Description of the task: Can you write out all of the material below, word for word?

---- Given entries

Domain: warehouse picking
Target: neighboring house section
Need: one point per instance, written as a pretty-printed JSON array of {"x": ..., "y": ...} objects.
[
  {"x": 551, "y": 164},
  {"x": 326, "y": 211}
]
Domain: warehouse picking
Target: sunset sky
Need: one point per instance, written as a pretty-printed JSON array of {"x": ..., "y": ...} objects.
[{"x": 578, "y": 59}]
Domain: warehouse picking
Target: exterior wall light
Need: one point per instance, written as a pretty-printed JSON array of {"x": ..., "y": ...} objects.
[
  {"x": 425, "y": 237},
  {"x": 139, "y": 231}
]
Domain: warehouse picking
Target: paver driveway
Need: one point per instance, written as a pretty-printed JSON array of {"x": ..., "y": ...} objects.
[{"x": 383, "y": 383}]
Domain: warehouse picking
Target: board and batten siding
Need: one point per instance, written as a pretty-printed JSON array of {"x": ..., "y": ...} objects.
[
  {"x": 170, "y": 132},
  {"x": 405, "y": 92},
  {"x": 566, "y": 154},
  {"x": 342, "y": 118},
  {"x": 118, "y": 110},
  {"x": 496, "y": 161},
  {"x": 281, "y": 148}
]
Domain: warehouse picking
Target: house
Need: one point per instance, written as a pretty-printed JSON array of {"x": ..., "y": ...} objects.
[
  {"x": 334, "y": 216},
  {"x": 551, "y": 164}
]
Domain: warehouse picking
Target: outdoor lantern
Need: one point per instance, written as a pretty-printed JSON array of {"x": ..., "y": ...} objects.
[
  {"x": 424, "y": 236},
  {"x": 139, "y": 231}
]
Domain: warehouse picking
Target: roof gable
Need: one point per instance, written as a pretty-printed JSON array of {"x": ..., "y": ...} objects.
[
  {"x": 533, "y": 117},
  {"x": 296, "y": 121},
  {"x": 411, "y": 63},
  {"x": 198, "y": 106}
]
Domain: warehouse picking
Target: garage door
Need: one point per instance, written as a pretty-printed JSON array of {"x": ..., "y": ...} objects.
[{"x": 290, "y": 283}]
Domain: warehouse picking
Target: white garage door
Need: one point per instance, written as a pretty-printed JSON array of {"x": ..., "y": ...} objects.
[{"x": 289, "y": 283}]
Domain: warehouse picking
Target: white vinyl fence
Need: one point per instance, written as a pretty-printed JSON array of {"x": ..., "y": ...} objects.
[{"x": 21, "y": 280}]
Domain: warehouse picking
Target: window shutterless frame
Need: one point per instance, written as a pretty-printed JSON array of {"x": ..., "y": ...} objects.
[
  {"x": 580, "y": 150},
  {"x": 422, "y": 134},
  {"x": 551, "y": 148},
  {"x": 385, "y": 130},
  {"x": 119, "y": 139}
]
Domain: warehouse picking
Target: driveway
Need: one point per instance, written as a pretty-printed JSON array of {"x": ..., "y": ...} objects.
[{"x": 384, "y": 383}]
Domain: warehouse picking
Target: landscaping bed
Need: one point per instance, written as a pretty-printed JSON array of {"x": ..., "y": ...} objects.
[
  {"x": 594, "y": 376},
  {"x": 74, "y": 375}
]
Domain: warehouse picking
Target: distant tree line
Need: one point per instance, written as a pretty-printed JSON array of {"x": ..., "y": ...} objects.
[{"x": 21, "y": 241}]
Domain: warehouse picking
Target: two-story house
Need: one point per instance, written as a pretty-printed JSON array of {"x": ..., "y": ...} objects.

--------

Output below:
Domain: warehouse picking
Target: neighboring house section
Need: one point per instance, written as a pretty-printed JSON array of {"x": ..., "y": ...} objects.
[
  {"x": 551, "y": 164},
  {"x": 326, "y": 211}
]
Domain: warehouse picking
Target: sunset sky
Need: one point per instance, written as a pretty-printed JSON array of {"x": ..., "y": ...} objects.
[{"x": 578, "y": 59}]
Domain: warehouse picking
Target: exterior wall light
Need: one point per instance, written as a pretty-printed JSON array of {"x": ..., "y": ...} objects.
[
  {"x": 425, "y": 237},
  {"x": 139, "y": 231}
]
Domain: warehouse picking
Target: paver driveway
Need: one point per instance, written as a pretty-printed JSON array of {"x": ..., "y": ...} objects.
[{"x": 383, "y": 383}]
Domain: warehouse picking
Target: board and batten siding
Need: one point per instance, written as a pretty-printed JSON array of {"x": ..., "y": ...} objects.
[
  {"x": 170, "y": 132},
  {"x": 405, "y": 92},
  {"x": 566, "y": 154},
  {"x": 342, "y": 118},
  {"x": 118, "y": 110},
  {"x": 496, "y": 161},
  {"x": 281, "y": 148}
]
Domain: warehouse picking
Target: house
Need: one point per instance, written as a pretty-printed JSON array of {"x": ..., "y": ...} objects.
[
  {"x": 334, "y": 216},
  {"x": 551, "y": 164}
]
Domain: warehouse picking
Target: outdoor lantern
Need: one point per instance, written as a pretty-printed JSON array of {"x": ..., "y": ...} objects.
[
  {"x": 424, "y": 236},
  {"x": 139, "y": 231}
]
Domain: warehouse picking
Target: roof gable
Need: one point per instance, written as a pretty-printed JSON array of {"x": ..., "y": ...} objects.
[
  {"x": 533, "y": 117},
  {"x": 296, "y": 121},
  {"x": 411, "y": 63},
  {"x": 198, "y": 106}
]
Domain: warehouse picking
Target: garage door
Need: one point per instance, written as a pretty-printed JSON array of {"x": ..., "y": ...} objects.
[{"x": 290, "y": 283}]
Domain: warehouse picking
Target: white garage door
Need: one point per instance, written as a pretty-printed JSON array of {"x": ..., "y": ...} objects.
[{"x": 289, "y": 283}]
Domain: warehouse picking
Target: white vinyl fence
Need: one point per instance, written as a pretty-printed JSON array of {"x": ..., "y": ...} objects.
[{"x": 21, "y": 280}]
Domain: warehouse picking
Target: window shutterless frame
Need: one point per instance, written as a pretty-printed JSON array of {"x": ..., "y": ...} objects.
[
  {"x": 580, "y": 150},
  {"x": 422, "y": 134},
  {"x": 551, "y": 148},
  {"x": 385, "y": 130},
  {"x": 119, "y": 139}
]
Domain: warehouse picking
Target: driveway
Need: one point per instance, written as a pretty-printed JSON array of {"x": ..., "y": ...} objects.
[{"x": 384, "y": 383}]
Domain: warehouse picking
Target: landscaping bed
Need: one point per instance, written as a pretty-printed JSON array of {"x": ..., "y": ...} objects.
[
  {"x": 594, "y": 376},
  {"x": 74, "y": 375}
]
Domain: warehouse picking
Target: distant tree line
Need: one point per instance, written as a pretty-printed JSON array of {"x": ..., "y": ...} objects.
[{"x": 21, "y": 241}]
Domain: warehouse picking
Target: two-story house
Need: one point per instance, written as a pretty-printed JSON array of {"x": ..., "y": ...} objects.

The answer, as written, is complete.